§ 課題の目的 1:
社会調査実習の記事について、次の問いに答えてください。
(a) 名古屋市立大学で「社会調査実習」を開講している先生は何名か。
(b) 阪井先生の授業が連携している施設はどこか。
(c) 阪井班のリーダーは誰か。
§ 課題の目的 2: 社会調査実習の記事を、最後の文に続けて書き進めてください。

在学生の声
博物館の集客を考える実習
高校までとは違い、大学で扱う問題に「答え」はない。そもそも何が「問題」かを自分で考え、答え(らしきもの)にたどりつくプロセスを自分で探す。それが大学の学びである。その典型が、名古屋市立大学人文社会学部の「社会調査実習」ではないか。
現在、名古屋市立大学では5名の先生による「社会調査実習」が開講されている。それぞれの先生が設定したテーマに基づき、学生たちは答えにたどりつくプロセスを模索する。中でも阪井先生の授業では、名古屋市博物館と連携したユニークな活動を展開する。
「僕たちのテーマは、名古屋市博物館への大学生の来館者の促進」と語るのは、阪井班のリーダー・伊藤慎治さん。

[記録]
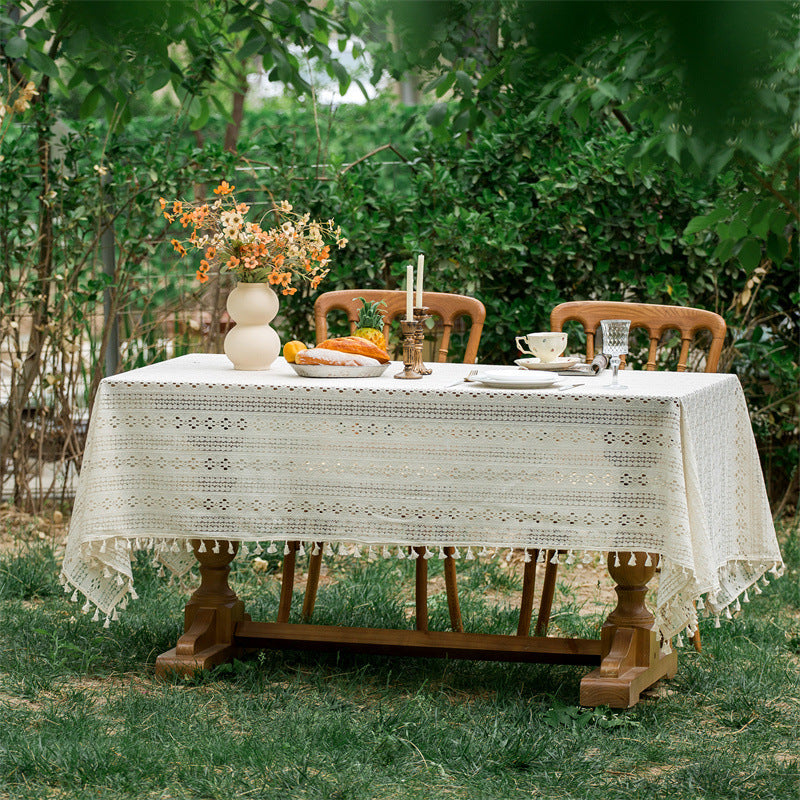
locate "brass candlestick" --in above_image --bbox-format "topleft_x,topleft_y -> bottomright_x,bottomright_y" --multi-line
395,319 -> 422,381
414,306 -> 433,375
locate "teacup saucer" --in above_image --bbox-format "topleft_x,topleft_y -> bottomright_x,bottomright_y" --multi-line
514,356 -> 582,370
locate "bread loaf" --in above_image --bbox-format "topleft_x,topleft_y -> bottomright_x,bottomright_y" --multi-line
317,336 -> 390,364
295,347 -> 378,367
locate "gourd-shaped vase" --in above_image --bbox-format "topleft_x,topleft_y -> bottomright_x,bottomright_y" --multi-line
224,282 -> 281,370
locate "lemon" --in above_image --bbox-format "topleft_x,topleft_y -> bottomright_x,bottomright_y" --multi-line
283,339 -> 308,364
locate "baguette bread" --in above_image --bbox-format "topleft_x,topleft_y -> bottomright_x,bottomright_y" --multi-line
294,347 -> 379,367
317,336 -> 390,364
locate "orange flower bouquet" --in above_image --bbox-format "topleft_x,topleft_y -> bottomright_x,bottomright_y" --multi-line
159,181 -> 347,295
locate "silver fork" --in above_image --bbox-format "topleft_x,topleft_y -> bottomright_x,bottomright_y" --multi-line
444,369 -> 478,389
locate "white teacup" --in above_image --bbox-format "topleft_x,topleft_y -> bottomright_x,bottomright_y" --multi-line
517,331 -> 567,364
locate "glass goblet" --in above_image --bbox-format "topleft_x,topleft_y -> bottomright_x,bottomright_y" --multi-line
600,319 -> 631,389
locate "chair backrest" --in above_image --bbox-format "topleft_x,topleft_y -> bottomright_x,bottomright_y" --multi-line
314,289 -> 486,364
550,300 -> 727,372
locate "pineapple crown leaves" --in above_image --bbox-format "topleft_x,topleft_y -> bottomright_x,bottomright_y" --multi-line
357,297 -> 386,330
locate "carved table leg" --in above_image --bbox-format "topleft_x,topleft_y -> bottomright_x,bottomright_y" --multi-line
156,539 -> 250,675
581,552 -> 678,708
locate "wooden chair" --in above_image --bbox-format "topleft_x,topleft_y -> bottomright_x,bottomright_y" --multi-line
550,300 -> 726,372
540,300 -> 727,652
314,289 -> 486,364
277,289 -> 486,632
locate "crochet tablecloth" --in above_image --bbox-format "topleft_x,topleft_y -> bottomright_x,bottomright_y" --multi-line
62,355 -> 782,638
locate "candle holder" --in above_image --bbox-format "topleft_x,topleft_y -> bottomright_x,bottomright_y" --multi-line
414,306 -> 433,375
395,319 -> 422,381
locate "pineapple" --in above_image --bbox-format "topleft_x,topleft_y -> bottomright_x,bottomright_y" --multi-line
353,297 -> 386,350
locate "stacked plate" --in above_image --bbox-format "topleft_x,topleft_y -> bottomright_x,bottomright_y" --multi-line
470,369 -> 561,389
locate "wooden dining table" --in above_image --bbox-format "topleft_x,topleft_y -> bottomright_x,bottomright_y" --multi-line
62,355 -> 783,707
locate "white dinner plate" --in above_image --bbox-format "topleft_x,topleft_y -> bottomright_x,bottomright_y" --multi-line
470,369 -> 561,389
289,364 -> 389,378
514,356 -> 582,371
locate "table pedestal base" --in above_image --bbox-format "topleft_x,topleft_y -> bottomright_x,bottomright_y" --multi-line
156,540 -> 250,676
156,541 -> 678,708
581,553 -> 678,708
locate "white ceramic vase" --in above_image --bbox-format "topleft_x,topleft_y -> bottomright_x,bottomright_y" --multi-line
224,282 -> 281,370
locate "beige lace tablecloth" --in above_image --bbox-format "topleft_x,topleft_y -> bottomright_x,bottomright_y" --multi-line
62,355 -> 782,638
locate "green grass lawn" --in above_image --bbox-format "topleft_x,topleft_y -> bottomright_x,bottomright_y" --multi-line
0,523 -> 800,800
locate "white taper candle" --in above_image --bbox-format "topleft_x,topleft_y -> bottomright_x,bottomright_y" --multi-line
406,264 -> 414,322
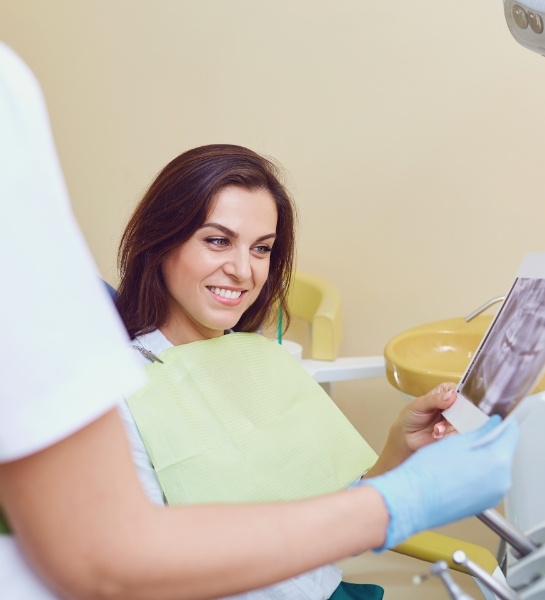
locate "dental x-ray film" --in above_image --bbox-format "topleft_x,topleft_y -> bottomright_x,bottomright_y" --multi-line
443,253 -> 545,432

§ 課題の出力 1:
(a) 5名
(b) 名古屋市博物館
(c) 伊藤慎治さん

§ 課題の出力 2:
阪井班では、ここ数年、博物館の集客アップのイベントの一部を企画から準備、運営まですべて学生を中心に行っている。2011年は8月に「ナイトミュージアム」、11月に九州国立博物館のボランティア学生部とコラボで「ワークショップでござる」を開催した。
夜の博物館でしかできない体験
「ナイトミュージアム」とは、名古屋市博物館の恒例のなつまつり期間中、閉館後の博物館を開放し、館内で学生を中心にさまざまな企画を行うというもの。「たとえば薄暗い光の中で展示物を見て歩くツアーとか、庭に1000本のロウソクを並べて天の川を作るとか、とにかく普段の博物館でできない体験をしてもらおうと思っていました」と伊藤さん。
中でも最も力が入ったのが、あるスタッフの「弥生時代にあんな家族がいたら面白くない?」という一言から生まれた「弥生人の生活再現コーナー」。博物館の常設展示の一つである“竪穴式住居”の中に、弥生人に扮した学生ボランティア数名が入り、サザエさん的なミニドラマを演じたのだ。「全員が羞恥心を捨てました」と伊藤さん。
7月から博物館の学芸員さんと入念に準備をしてきただけあって、イベントは大成功。2日間に前年度を大きく上回る1300名が訪れ、学芸員さんからも絶賛をいただいた。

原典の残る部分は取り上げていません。